## EXERCISE TASK
Copy out each line of the records below that contains the word "brick".

-- Start of GIVEN DATA --

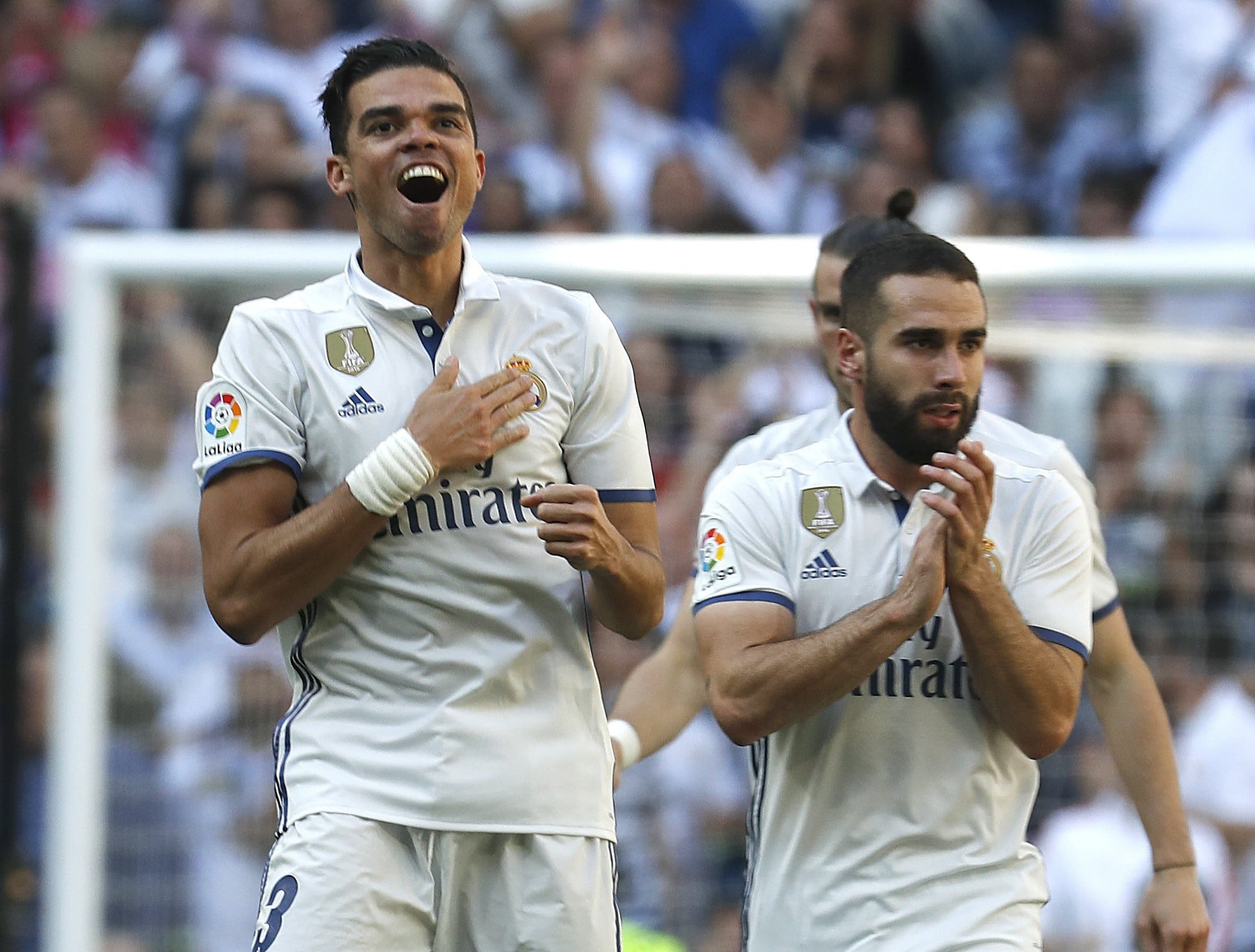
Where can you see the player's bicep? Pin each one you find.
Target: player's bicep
(240, 503)
(636, 523)
(728, 629)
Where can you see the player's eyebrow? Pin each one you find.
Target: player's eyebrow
(395, 112)
(378, 112)
(450, 108)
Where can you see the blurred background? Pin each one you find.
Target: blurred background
(1012, 118)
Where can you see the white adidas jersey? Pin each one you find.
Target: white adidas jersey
(998, 435)
(895, 818)
(446, 678)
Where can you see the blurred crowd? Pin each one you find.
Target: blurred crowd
(1097, 118)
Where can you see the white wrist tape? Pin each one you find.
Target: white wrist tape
(393, 472)
(629, 741)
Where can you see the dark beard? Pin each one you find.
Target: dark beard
(897, 425)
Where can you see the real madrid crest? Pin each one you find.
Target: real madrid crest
(823, 510)
(524, 366)
(350, 350)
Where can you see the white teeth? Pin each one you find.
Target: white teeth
(422, 172)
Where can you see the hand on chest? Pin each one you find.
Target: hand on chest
(365, 378)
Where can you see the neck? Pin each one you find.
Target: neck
(889, 467)
(430, 281)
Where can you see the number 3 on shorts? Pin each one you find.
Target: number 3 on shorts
(280, 901)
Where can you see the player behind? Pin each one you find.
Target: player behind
(899, 623)
(668, 689)
(406, 469)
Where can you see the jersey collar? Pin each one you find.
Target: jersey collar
(476, 284)
(858, 474)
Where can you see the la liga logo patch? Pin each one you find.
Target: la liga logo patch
(223, 415)
(716, 561)
(712, 549)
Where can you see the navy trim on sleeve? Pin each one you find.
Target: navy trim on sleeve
(1067, 641)
(214, 471)
(756, 596)
(628, 495)
(1107, 609)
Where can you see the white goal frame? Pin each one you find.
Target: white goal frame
(97, 265)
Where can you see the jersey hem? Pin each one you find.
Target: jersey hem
(628, 495)
(757, 596)
(216, 470)
(1067, 641)
(427, 824)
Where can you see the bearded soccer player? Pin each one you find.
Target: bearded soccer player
(668, 689)
(423, 475)
(899, 622)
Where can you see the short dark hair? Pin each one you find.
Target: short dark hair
(855, 234)
(916, 255)
(373, 57)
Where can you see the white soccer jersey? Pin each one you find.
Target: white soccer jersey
(895, 818)
(446, 678)
(998, 435)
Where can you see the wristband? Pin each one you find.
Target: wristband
(629, 741)
(393, 472)
(1175, 866)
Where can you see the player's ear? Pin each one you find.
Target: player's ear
(339, 176)
(851, 356)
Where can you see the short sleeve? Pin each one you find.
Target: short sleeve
(247, 412)
(1052, 587)
(605, 443)
(739, 554)
(1103, 591)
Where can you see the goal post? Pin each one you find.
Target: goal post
(704, 279)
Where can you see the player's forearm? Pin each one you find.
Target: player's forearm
(667, 690)
(771, 686)
(271, 573)
(1028, 687)
(628, 598)
(1140, 739)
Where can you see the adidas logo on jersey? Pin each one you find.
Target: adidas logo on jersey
(361, 404)
(823, 567)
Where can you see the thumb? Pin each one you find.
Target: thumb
(447, 376)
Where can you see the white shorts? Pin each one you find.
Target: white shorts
(338, 882)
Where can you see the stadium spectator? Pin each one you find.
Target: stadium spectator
(1230, 561)
(144, 881)
(245, 145)
(1099, 862)
(902, 139)
(681, 202)
(609, 104)
(1218, 780)
(1032, 146)
(712, 37)
(503, 206)
(224, 787)
(165, 636)
(758, 166)
(822, 75)
(1191, 53)
(1144, 549)
(73, 179)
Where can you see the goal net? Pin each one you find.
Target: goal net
(1140, 356)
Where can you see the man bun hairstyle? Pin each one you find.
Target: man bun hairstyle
(373, 57)
(910, 254)
(855, 234)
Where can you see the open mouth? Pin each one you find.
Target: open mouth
(423, 185)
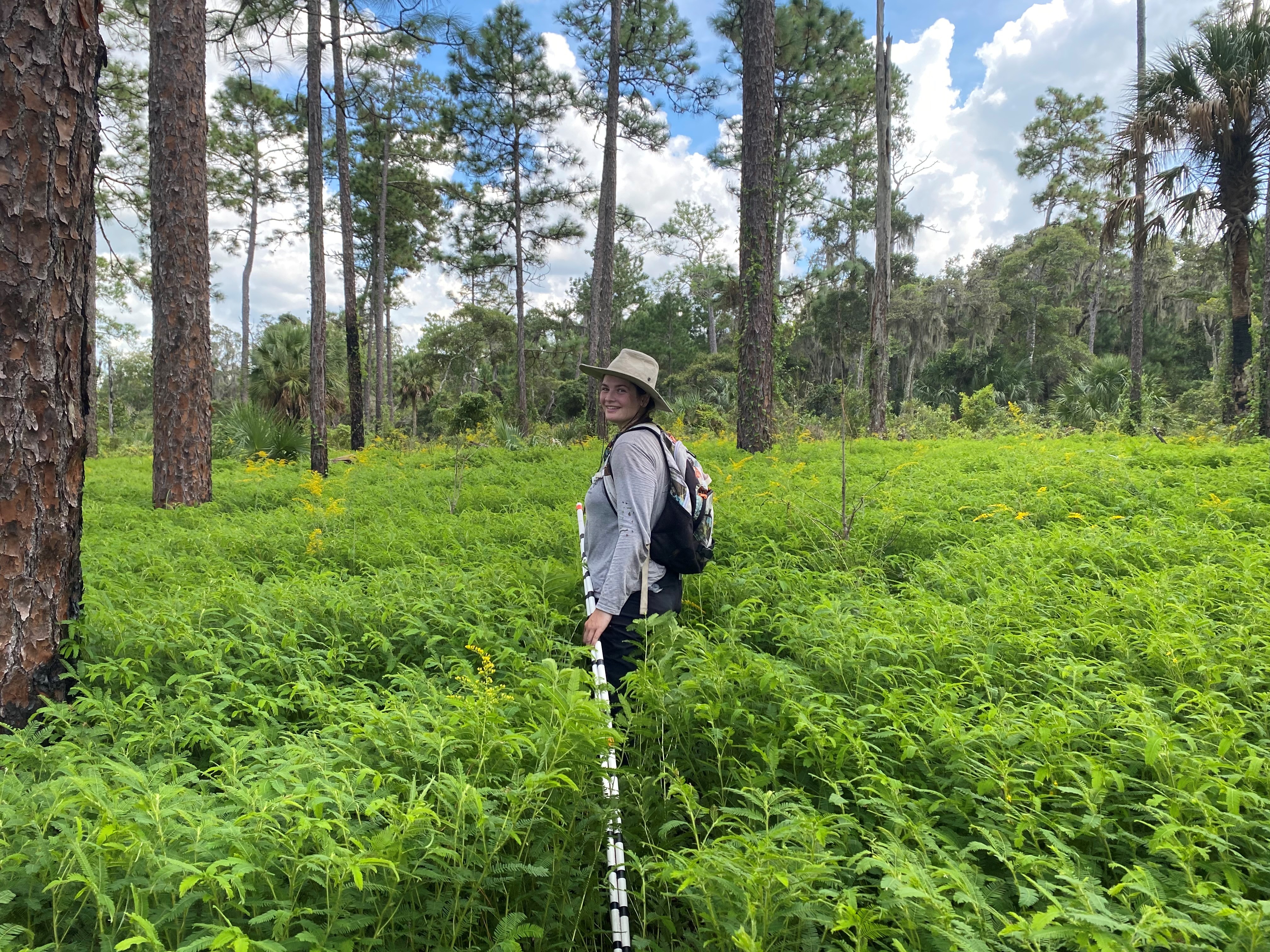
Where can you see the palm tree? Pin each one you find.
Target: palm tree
(1204, 122)
(413, 384)
(280, 370)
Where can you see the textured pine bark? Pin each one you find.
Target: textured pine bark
(180, 257)
(380, 280)
(879, 338)
(50, 56)
(91, 422)
(317, 254)
(601, 319)
(248, 264)
(758, 207)
(523, 411)
(352, 339)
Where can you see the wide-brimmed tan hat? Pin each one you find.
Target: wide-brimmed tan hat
(636, 367)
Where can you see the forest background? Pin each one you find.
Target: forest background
(1041, 316)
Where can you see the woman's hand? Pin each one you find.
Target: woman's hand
(595, 627)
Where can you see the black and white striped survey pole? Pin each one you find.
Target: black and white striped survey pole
(618, 910)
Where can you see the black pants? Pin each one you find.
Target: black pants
(624, 647)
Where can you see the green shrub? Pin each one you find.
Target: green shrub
(246, 429)
(470, 412)
(1021, 707)
(571, 400)
(980, 409)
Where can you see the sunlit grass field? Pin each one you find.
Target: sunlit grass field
(1024, 706)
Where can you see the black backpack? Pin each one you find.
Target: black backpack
(683, 537)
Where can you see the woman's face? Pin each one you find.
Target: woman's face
(621, 402)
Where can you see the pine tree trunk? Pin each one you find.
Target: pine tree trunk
(1140, 243)
(601, 320)
(253, 221)
(110, 395)
(91, 421)
(879, 351)
(317, 254)
(523, 411)
(380, 267)
(180, 254)
(352, 339)
(388, 357)
(758, 207)
(49, 60)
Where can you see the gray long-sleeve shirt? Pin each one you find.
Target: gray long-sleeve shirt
(619, 532)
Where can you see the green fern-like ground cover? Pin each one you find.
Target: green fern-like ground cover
(1023, 707)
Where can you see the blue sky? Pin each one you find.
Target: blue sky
(975, 69)
(976, 25)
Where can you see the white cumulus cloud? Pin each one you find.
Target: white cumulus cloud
(971, 195)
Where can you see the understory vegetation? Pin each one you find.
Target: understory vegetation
(1023, 706)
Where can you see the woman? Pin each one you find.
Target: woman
(619, 529)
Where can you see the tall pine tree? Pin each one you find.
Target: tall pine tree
(506, 105)
(629, 61)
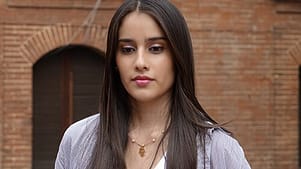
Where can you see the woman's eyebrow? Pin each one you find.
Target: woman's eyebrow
(125, 40)
(147, 40)
(156, 38)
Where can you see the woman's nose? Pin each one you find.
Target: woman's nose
(141, 62)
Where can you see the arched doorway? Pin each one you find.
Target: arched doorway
(66, 88)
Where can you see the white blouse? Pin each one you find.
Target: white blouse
(221, 150)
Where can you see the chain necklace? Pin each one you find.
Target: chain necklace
(142, 146)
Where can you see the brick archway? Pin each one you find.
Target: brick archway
(62, 34)
(17, 91)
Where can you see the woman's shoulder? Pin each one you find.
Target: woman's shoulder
(74, 150)
(82, 127)
(226, 150)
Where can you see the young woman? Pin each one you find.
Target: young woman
(150, 117)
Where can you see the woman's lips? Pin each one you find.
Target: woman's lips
(142, 81)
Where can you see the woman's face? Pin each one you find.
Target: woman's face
(144, 59)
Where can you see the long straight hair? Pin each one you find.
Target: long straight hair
(188, 120)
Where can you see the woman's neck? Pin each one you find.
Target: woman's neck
(149, 117)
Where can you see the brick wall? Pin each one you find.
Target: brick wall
(247, 55)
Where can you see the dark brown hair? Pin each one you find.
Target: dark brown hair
(188, 120)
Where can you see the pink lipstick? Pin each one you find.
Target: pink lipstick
(142, 80)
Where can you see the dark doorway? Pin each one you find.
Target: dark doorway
(66, 88)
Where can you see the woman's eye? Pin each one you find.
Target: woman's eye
(156, 49)
(127, 50)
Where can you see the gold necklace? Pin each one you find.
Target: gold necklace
(142, 146)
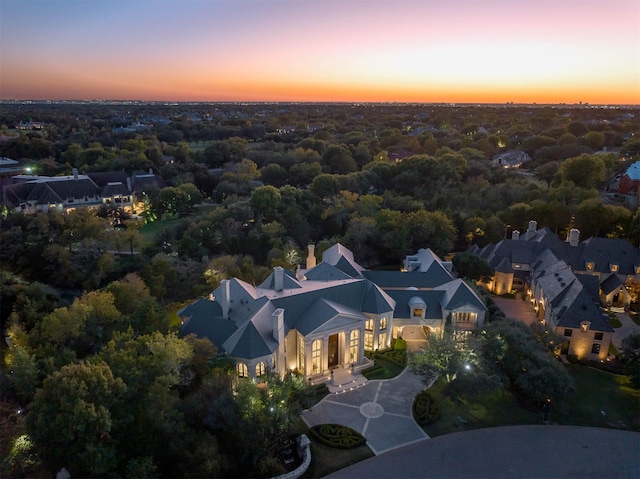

-- End of GIVEN DATA --

## OUTPUT OF THE TASK
Where can you see the brick archway? Pin each one you find.
Target: brick archway
Where can you see the brick wall? Pin each one you find.
Target: brick wall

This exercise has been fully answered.